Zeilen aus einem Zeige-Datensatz
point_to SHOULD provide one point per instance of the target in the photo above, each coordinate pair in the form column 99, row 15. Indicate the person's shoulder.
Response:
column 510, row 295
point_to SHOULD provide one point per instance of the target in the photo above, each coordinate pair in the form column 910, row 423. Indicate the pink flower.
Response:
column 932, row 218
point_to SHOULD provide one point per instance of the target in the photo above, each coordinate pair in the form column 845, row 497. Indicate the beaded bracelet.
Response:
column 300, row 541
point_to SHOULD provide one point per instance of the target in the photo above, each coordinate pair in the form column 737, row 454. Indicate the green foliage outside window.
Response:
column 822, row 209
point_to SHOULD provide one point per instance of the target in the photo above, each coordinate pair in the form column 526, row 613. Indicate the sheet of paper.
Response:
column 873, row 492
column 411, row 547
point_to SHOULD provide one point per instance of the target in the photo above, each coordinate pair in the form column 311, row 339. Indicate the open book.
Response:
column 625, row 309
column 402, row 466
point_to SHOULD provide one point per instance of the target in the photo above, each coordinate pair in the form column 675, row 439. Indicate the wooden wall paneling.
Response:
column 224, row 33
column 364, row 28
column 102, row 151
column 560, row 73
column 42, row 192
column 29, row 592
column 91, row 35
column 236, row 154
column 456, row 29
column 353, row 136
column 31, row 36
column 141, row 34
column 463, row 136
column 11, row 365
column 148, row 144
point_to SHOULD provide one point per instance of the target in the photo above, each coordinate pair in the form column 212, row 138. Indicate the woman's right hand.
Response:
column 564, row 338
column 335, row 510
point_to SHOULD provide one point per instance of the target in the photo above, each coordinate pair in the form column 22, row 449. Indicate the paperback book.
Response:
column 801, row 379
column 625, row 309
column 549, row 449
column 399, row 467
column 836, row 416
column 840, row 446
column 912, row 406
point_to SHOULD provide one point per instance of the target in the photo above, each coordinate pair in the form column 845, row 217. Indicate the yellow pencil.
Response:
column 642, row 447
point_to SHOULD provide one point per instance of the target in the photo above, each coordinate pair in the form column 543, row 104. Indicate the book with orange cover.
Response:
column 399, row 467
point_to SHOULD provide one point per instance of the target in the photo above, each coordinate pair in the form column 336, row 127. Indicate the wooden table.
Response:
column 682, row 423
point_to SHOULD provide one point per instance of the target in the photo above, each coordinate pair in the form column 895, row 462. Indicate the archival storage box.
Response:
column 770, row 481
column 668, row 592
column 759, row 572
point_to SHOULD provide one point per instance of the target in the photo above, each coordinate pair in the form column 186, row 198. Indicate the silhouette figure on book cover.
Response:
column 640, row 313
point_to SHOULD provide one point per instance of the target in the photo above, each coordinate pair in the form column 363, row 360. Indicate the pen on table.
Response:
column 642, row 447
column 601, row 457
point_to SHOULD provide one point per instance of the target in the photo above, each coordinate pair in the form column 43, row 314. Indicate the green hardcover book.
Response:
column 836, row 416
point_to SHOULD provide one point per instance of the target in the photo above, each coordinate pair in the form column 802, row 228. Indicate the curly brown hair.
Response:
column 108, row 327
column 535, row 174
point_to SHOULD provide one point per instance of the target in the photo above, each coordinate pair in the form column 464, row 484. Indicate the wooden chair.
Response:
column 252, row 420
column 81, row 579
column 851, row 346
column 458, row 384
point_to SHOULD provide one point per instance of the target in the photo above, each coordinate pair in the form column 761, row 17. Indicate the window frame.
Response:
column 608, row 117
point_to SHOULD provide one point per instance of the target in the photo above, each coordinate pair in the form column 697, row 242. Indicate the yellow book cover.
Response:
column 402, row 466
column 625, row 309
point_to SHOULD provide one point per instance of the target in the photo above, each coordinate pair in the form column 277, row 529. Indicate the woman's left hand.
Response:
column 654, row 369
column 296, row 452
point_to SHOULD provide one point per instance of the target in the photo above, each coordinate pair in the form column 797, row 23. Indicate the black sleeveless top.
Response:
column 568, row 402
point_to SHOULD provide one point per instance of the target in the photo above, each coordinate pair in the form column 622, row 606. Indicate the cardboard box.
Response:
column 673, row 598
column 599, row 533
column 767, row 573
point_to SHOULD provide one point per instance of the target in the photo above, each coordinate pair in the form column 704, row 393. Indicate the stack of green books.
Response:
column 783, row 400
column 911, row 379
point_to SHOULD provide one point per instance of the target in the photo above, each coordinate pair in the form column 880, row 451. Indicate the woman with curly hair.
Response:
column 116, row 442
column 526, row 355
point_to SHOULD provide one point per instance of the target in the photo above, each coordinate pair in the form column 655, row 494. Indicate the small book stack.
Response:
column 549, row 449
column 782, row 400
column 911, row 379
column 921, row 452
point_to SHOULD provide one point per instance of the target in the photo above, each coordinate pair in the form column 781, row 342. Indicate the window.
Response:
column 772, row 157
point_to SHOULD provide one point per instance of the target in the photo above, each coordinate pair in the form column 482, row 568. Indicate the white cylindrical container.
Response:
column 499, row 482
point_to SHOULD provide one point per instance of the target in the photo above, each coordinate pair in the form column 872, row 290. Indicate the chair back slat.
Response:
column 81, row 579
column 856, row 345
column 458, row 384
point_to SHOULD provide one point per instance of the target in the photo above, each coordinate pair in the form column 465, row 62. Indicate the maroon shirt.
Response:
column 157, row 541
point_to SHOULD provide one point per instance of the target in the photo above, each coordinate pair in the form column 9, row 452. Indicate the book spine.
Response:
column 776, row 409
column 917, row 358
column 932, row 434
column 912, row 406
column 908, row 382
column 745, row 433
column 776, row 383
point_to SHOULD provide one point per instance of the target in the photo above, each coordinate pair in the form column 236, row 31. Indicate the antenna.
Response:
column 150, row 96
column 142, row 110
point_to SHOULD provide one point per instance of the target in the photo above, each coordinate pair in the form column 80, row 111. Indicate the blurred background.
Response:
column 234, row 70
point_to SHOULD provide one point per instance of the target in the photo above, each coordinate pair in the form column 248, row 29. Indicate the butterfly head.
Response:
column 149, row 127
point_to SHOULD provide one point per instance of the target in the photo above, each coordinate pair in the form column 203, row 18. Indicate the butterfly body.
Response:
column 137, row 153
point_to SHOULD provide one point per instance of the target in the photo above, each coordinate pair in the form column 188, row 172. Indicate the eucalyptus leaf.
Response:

(Ziel): Zitiere sämtliche Zeilen oben wörtlich und lückenlos.

(Ergebnis):
point_to SHOULD provide one point per instance of the target in the photo above, each coordinate pair in the form column 99, row 15. Indicate the person's shoulder.
Response:
column 510, row 295
point_to SHOULD provide one point per instance of the target in the photo above, each coordinate pair in the form column 910, row 423. Indicate the pink flower.
Response:
column 932, row 218
point_to SHOULD provide one point per instance of the target in the photo above, each coordinate pair in the form column 845, row 497. Indicate the beaded bracelet.
Response:
column 300, row 541
point_to SHOULD provide one point per instance of the target in the photo above, each coordinate pair in the form column 737, row 454. Indicate the green foliage outside window.
Response:
column 822, row 209
point_to SHOULD provide one point per instance of the target in the photo above, each coordinate pair in the form column 526, row 613. Indicate the sheet of paper.
Response:
column 873, row 492
column 411, row 547
point_to SHOULD provide one point per instance of the target in the photo above, each coordinate pair in the form column 311, row 339. Indicate the open book.
Response:
column 625, row 309
column 402, row 466
point_to SHOULD provide one point per instance of the target in the photo above, each coordinate pair in the form column 675, row 439. Indicate the wooden wall paneling.
Response:
column 224, row 33
column 364, row 28
column 102, row 151
column 560, row 73
column 42, row 192
column 29, row 592
column 91, row 35
column 236, row 154
column 456, row 29
column 353, row 136
column 31, row 36
column 141, row 34
column 463, row 136
column 11, row 365
column 148, row 144
point_to SHOULD provide one point per instance of the target in the photo above, each coordinate pair in the form column 212, row 138. Indicate the woman's right hand.
Response:
column 564, row 338
column 335, row 510
point_to SHOULD provide one point per instance of the target in the photo above, each coordinate pair in the form column 22, row 449. Indicate the paperback book.
Response:
column 801, row 379
column 625, row 309
column 549, row 449
column 399, row 467
column 836, row 416
column 840, row 446
column 912, row 406
point_to SHOULD provide one point per instance of the target in the photo above, each coordinate pair in the form column 845, row 217. Indicate the yellow pencil.
Response:
column 642, row 447
point_to SHOULD provide one point per instance of the target in the photo above, each coordinate pair in the form column 543, row 104. Indicate the book with orange cover.
Response:
column 399, row 467
point_to SHOULD provide one point per instance of the target in the photo above, each coordinate pair in the form column 336, row 127. Indicate the wooden table.
Response:
column 682, row 423
point_to SHOULD provide one point per instance of the target in the photo above, each coordinate pair in the form column 895, row 462. Indicate the archival storage box.
Response:
column 770, row 481
column 668, row 592
column 759, row 572
point_to SHOULD provide one point per instance of the target in the photo above, each coordinate pair in the form column 186, row 198. Indicate the silhouette figure on book cover.
Response:
column 640, row 313
point_to SHOULD provide one point per instance of the target in the photo above, each coordinate pair in the form column 363, row 360. Indicate the pen on table.
Response:
column 642, row 447
column 601, row 457
point_to SHOULD provide one point per instance of the target in the photo above, each coordinate pair in the form column 43, row 314. Indicate the green hardcover book.
Response:
column 836, row 416
point_to SHOULD provide one point per instance of the target in the photo above, each coordinate pair in the form column 802, row 228. Indicate the curly brown hair.
Response:
column 108, row 327
column 535, row 174
point_to SHOULD provide one point per instance of the target in the photo above, each coordinate pair in the form column 464, row 484. Indicate the wooden chair.
Response:
column 252, row 420
column 81, row 579
column 851, row 346
column 458, row 384
point_to SHOULD provide one point per instance of the target in the photo above, each coordinate pair in the form column 761, row 17. Indicate the window frame.
Response:
column 608, row 117
point_to SHOULD provide one point per instance of the target in the photo above, each coordinate pair in the form column 697, row 242. Indicate the yellow book cover.
Response:
column 402, row 466
column 625, row 309
point_to SHOULD provide one point per instance of the target in the photo above, each coordinate pair in the form column 277, row 529. Indicate the woman's left hand.
Response:
column 654, row 369
column 296, row 452
point_to SHOULD provide one point per instance of the target in the photo above, each coordinate pair in the form column 797, row 23. Indicate the black sleeveless top.
Response:
column 568, row 402
point_to SHOULD provide one point per instance of the target in the photo above, each coordinate pair in the form column 622, row 606. Indicate the cardboard box.
Response:
column 673, row 598
column 599, row 533
column 767, row 573
point_to SHOULD provide one point per instance of the target in the photo above, each coordinate pair in the form column 704, row 393. Indicate the stack of green books.
Response:
column 783, row 400
column 911, row 379
point_to SHOULD provide one point per instance of the target in the photo above, each coordinate pair in the form column 880, row 451. Indicate the woman with curly hair.
Response:
column 116, row 442
column 526, row 355
point_to SHOULD provide one point per instance of the target in the photo above, each coordinate pair in the form column 655, row 494. Indicate the small book stack.
Response:
column 549, row 449
column 782, row 400
column 911, row 379
column 921, row 452
point_to SHOULD provide one point per instance of the target in the photo above, each coordinate pair in the form column 781, row 342. Indicate the window.
Response:
column 772, row 157
point_to SHOULD provide one point per instance of the target in the photo above, each coordinate pair in the form column 482, row 568. Indicate the white cylindrical container.
Response:
column 499, row 482
point_to SHOULD provide one point per instance of the target in the photo above, each coordinate pair in the form column 872, row 290. Indicate the chair back slat.
Response:
column 81, row 579
column 856, row 345
column 458, row 384
point_to SHOULD provide one point per instance of the target in the photo above, each coordinate pair in the form column 465, row 62. Indicate the maroon shirt.
Response:
column 157, row 541
point_to SHOULD provide one point per instance of the target in the photo above, each coordinate pair in the form column 9, row 452. Indicate the book spine.
Response:
column 776, row 409
column 917, row 358
column 932, row 434
column 912, row 406
column 908, row 382
column 745, row 433
column 776, row 383
point_to SHOULD provide one point per instance of the target in the photo above, each coordinate pair in the form column 236, row 31. Indicate the antenna.
Response:
column 150, row 96
column 142, row 110
point_to SHOULD provide one point per instance of the target in the photo above, each coordinate pair in the form column 80, row 111. Indicate the blurred background.
Response:
column 234, row 70
point_to SHOULD provide one point per instance of the target in the photo above, each coordinate pair in the form column 248, row 29. Indicate the butterfly head.
Response:
column 149, row 127
point_to SHOULD provide one point per instance of the target in the photo above, each coordinate pair in the form column 203, row 18. Indicate the butterfly body.
Response:
column 137, row 153
point_to SHOULD provide one point per instance of the target in the photo above, each coordinate pair in the form column 188, row 172. Indicate the eucalyptus leaf.
Response:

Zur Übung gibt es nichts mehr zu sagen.